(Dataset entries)
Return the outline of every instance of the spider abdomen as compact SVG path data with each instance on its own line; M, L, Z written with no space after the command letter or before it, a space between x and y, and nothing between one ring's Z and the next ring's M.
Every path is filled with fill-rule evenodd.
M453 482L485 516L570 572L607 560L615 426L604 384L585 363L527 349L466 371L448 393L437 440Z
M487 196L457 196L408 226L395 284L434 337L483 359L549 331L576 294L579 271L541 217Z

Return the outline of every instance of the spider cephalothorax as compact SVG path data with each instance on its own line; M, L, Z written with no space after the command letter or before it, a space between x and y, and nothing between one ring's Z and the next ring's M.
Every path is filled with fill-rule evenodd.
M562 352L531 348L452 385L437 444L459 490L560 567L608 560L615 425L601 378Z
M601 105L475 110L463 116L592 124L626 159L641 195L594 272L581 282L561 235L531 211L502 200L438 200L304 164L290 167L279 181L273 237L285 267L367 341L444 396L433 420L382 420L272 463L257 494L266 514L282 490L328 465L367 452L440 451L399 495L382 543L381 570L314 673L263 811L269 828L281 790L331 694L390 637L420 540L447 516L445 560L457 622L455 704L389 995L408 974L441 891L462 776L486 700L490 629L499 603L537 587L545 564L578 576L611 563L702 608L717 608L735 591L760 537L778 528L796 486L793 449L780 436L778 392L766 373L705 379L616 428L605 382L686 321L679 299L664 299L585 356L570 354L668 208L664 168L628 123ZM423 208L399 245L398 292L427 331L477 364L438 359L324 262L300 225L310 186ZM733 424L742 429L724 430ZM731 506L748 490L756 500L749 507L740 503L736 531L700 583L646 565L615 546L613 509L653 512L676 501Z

→ **Assignment**
From the data above, pick out each line containing "nothing" and copy it.

→ **Solution to this task**
Return the outline of every instance of the spider abdomen as compact SVG path data with each instance on its own line; M, L, Z written with no space after the command letter or before it, a space between x and y, and nothing between one ring's Z and the next ring's M.
Return the outline of every instance of the spider cephalothorax as compact SVG path data with each instance on its own line; M, L, Z written with no space after the command letter or before it, a space between x and y, and nothing between one ring's Z and the next ring's M.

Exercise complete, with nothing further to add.